WORK REQUIRED
Read the data, and whenever a line holds the word "reflection", report that line.

Natural language region descriptions
/---

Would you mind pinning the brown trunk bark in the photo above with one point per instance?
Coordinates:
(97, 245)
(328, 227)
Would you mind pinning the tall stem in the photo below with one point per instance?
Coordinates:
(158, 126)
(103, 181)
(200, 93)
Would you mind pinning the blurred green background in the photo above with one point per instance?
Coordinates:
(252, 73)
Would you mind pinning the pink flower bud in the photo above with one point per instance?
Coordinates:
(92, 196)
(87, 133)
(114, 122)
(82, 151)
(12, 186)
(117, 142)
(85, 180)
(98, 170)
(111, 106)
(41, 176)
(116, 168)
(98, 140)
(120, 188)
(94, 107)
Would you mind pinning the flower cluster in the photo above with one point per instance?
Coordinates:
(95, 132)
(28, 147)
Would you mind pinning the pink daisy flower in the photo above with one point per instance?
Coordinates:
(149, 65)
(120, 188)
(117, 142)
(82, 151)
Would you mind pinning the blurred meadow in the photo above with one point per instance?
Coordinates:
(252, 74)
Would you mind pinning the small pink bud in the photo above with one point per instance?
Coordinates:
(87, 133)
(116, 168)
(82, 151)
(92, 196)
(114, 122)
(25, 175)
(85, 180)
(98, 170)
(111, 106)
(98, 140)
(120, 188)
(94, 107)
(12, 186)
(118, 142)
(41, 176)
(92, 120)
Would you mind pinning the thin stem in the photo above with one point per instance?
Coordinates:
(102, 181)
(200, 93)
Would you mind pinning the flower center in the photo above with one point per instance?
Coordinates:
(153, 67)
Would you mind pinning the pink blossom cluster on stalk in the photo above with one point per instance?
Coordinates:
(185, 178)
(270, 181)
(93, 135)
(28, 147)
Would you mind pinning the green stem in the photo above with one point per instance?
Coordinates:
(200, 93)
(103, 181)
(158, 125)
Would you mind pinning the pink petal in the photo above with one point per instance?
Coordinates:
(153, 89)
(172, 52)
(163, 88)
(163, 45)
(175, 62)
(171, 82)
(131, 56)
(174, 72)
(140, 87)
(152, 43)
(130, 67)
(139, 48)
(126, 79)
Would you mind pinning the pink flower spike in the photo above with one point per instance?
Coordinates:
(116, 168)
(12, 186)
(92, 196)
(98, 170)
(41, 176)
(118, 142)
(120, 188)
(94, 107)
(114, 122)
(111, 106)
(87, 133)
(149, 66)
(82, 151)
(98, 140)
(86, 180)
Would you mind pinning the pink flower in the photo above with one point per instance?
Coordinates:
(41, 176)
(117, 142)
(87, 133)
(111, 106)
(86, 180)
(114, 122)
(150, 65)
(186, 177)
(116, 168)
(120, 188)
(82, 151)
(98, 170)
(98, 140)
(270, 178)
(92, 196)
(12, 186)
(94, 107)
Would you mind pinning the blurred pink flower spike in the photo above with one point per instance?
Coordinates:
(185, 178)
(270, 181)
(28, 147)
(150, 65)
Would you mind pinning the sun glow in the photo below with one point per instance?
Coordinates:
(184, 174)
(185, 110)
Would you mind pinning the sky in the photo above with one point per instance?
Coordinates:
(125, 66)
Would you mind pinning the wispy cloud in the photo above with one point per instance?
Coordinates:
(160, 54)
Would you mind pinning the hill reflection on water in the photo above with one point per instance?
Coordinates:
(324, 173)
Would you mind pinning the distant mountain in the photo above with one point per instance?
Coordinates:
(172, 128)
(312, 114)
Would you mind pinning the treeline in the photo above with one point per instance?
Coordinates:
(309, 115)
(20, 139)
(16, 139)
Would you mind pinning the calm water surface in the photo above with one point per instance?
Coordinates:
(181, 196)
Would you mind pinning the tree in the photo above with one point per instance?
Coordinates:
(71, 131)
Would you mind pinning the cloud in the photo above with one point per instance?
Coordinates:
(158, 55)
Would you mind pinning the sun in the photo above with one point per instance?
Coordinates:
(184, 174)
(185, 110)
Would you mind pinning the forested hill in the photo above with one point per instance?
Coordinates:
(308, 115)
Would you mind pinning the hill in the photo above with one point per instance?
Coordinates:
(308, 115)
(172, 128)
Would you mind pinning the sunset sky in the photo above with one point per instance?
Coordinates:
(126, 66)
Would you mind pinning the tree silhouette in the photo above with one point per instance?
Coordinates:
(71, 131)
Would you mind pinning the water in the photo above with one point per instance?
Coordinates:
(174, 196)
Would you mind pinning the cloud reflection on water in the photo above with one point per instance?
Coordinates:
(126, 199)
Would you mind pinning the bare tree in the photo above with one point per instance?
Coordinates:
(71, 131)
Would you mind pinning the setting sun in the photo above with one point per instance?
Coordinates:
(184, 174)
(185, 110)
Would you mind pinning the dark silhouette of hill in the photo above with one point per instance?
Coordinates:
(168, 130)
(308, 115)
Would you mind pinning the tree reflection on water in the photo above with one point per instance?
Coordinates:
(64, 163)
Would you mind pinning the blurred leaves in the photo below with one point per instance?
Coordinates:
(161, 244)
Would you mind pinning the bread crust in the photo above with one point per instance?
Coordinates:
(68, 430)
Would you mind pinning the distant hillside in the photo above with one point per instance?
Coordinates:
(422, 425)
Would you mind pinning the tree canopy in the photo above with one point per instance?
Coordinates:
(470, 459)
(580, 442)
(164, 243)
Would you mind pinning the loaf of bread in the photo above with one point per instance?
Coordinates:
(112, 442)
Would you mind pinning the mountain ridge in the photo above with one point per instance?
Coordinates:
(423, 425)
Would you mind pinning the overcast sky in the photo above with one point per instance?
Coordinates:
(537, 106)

\---
/---

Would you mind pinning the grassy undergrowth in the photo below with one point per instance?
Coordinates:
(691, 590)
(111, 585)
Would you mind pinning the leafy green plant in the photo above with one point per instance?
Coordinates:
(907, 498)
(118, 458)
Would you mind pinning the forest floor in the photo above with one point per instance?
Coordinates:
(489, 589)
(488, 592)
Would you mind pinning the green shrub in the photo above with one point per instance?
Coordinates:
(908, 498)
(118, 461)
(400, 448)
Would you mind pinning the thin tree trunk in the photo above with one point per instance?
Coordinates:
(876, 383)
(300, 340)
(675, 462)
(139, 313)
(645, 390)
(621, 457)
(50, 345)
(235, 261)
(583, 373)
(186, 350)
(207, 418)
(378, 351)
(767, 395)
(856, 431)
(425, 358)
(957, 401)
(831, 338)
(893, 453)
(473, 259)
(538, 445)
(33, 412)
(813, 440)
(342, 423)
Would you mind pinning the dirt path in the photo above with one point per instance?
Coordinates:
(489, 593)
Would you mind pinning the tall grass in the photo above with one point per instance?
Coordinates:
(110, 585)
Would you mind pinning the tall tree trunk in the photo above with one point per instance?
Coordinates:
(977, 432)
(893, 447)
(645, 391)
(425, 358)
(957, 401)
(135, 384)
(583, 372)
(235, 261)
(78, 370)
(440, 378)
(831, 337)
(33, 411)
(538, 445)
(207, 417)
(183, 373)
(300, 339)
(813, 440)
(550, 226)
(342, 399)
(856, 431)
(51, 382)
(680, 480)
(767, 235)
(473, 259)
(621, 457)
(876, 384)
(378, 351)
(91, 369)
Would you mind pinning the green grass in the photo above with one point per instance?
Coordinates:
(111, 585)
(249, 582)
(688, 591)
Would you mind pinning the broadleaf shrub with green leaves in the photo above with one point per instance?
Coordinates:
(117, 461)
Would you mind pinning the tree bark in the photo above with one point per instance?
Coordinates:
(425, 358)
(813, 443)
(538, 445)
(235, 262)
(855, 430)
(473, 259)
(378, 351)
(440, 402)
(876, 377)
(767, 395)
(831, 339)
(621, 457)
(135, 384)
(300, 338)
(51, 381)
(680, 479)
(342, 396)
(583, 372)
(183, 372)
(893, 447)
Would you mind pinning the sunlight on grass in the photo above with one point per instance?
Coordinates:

\---

TASK OUTPUT
Would you mind pinning the hill reflection on water in the photo above with one point per instance?
Would you mind pinning the cloud reflection on water in the photo above with one point per instance?
Would you mind pinning the tree reflection on water in the photo above with one point per instance?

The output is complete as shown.